§ Task directions: Include in the output the line containing "For every instance of the carved face, set" and each subsequent line of the records, through the end, transcribed exactly. Add nothing else.

──────── Information provided

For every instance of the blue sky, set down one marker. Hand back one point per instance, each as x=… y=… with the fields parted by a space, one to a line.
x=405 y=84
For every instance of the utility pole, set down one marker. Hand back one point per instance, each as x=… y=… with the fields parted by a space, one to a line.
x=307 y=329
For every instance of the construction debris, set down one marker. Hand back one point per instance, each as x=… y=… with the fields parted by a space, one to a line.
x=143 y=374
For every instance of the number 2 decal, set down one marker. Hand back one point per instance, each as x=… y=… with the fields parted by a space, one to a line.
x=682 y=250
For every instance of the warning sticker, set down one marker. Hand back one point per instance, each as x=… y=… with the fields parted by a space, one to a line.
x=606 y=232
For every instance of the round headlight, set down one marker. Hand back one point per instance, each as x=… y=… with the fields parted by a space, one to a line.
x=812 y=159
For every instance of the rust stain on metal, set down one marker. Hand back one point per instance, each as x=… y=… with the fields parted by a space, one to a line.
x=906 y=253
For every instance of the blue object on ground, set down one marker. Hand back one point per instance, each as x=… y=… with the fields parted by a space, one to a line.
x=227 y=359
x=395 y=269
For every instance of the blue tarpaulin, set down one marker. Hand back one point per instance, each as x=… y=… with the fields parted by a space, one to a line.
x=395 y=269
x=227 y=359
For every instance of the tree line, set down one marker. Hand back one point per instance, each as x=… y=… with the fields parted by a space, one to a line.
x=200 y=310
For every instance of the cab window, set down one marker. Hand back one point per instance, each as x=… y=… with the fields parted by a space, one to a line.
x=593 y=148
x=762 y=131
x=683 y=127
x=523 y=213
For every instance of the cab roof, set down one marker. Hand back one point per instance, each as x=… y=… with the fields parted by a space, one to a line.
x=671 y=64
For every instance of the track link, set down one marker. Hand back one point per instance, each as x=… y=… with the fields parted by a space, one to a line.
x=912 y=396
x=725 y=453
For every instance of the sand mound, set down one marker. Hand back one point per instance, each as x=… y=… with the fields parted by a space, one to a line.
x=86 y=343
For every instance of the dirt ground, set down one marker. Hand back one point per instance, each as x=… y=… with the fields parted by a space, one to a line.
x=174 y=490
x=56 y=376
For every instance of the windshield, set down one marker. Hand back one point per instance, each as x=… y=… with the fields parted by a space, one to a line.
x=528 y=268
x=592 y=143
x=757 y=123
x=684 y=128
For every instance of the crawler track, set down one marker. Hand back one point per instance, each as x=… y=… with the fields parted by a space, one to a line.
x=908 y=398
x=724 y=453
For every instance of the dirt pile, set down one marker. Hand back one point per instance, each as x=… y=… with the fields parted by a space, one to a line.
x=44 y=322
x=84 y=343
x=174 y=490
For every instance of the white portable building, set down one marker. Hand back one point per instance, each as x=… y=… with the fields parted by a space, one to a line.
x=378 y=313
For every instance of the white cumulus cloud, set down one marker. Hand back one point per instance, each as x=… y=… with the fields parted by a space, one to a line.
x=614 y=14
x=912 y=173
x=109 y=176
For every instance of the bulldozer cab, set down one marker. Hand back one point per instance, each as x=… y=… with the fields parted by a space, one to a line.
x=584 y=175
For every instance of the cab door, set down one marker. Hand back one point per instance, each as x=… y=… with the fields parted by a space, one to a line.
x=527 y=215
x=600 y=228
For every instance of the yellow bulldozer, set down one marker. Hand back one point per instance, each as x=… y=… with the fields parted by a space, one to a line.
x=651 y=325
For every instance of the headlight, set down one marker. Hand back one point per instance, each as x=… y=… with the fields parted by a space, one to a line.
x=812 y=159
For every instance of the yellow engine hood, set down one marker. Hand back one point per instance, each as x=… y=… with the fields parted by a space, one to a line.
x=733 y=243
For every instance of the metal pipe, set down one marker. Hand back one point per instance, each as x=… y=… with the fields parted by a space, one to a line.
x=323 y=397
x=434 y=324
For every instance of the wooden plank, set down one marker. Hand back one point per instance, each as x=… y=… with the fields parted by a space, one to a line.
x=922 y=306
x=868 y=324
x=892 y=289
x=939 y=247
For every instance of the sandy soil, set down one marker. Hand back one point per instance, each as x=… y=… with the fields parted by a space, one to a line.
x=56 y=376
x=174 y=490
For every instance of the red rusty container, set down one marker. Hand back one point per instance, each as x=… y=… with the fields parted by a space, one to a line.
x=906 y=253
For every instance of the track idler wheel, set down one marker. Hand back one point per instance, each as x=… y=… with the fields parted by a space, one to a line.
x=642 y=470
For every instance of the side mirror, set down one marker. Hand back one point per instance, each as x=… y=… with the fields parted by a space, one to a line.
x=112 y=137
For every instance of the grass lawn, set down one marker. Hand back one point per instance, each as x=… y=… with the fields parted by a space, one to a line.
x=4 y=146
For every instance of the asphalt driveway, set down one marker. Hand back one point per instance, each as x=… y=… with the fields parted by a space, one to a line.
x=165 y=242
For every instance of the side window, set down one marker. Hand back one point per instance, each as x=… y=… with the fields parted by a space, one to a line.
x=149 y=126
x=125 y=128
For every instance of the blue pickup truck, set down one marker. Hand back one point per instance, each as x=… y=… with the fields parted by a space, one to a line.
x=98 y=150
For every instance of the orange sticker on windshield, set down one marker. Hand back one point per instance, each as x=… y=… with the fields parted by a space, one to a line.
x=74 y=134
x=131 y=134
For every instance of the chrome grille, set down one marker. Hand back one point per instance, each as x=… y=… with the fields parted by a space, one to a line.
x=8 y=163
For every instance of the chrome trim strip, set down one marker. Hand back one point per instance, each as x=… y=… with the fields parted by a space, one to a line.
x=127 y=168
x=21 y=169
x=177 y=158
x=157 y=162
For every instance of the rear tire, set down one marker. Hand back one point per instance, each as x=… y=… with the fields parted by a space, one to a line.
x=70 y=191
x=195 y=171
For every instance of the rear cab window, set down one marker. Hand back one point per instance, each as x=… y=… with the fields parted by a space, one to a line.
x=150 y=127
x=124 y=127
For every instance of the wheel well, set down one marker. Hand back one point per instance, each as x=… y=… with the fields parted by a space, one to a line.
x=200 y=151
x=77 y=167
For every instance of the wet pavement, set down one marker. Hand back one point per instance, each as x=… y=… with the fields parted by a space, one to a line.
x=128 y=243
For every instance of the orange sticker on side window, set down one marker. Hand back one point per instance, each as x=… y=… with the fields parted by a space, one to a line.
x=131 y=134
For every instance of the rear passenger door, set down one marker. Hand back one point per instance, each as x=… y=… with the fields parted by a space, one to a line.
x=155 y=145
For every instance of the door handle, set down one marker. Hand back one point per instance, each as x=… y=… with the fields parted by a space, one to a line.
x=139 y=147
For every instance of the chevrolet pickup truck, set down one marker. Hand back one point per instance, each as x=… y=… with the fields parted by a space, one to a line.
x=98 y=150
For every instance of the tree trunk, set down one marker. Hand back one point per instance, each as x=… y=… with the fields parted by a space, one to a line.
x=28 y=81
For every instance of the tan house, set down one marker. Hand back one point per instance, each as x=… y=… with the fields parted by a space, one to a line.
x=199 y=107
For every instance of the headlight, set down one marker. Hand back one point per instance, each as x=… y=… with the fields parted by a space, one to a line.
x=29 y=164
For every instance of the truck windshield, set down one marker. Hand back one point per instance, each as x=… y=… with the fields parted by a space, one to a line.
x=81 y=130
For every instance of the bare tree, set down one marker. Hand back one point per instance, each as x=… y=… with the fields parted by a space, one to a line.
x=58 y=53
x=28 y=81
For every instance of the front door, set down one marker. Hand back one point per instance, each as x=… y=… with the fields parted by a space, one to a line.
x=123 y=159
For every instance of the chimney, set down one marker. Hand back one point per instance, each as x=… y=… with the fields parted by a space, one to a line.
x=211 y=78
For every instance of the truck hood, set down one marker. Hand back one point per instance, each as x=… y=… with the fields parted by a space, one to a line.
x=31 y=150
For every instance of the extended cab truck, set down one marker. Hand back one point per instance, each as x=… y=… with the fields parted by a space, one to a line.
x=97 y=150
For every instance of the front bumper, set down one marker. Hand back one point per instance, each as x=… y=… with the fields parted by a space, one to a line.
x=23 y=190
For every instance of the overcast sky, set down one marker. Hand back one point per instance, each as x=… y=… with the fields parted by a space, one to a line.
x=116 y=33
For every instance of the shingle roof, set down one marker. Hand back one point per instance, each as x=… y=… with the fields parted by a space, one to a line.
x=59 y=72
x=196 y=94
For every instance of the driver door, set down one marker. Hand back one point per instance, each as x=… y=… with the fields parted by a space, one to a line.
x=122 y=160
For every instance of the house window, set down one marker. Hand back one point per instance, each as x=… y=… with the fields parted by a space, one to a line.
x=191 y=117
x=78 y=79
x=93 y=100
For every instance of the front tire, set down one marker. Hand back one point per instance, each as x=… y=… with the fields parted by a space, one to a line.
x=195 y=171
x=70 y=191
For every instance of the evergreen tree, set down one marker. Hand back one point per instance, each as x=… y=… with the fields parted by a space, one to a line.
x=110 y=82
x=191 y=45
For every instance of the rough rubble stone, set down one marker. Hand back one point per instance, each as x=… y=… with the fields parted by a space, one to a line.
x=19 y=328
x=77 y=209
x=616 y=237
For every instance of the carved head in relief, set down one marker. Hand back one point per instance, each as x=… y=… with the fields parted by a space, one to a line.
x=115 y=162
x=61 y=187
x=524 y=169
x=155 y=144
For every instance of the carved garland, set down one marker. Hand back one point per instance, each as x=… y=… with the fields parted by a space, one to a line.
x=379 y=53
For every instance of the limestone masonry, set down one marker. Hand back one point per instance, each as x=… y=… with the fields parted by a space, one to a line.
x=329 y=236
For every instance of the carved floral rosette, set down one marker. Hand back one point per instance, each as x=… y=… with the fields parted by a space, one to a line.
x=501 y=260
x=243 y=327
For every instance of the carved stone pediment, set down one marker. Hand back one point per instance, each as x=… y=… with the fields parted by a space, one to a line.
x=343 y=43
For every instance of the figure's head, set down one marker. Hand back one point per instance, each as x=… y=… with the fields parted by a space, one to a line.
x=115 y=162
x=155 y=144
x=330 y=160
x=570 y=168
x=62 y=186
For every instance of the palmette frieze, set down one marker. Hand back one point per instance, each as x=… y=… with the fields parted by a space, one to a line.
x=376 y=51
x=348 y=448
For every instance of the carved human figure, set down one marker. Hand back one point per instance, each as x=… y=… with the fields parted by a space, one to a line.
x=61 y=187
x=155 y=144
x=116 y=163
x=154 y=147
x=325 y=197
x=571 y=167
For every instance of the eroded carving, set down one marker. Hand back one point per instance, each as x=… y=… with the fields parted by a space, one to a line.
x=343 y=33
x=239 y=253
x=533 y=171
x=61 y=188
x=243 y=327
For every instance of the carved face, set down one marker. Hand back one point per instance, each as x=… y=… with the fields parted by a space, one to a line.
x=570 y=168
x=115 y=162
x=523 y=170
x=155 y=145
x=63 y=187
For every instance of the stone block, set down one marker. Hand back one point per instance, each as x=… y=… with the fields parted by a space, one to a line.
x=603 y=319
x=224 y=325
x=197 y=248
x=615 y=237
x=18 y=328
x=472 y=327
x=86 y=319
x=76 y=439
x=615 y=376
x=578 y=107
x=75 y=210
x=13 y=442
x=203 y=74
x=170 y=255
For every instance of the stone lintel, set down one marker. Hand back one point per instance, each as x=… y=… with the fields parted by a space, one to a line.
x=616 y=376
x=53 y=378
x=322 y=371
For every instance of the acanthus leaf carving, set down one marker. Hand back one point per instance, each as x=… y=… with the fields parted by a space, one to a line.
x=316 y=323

────────────────

§ Expected output:
For every instance of the carved face, set down one marker. Hand back one point per instance, each as x=… y=… with the fields parted by a space, one to a line.
x=570 y=168
x=115 y=162
x=523 y=170
x=155 y=145
x=63 y=187
For every instance of the stone block, set down one marker. Hand back one point per instance, each as x=… y=… with the fields parted by a space, one to a line.
x=603 y=319
x=224 y=325
x=197 y=248
x=615 y=237
x=18 y=328
x=472 y=327
x=86 y=319
x=76 y=439
x=615 y=376
x=578 y=107
x=75 y=210
x=13 y=442
x=203 y=74
x=170 y=255
For every instance of the stone lintel, set down one marker. Hand back one point per instance, each as x=… y=… with the fields parted by a space, one to a line.
x=616 y=376
x=53 y=378
x=322 y=371
For every instance of the acanthus leaf carving, set down one marker. Hand back one point per instance, each as x=… y=… with the fields parted by a space, one to a line.
x=316 y=323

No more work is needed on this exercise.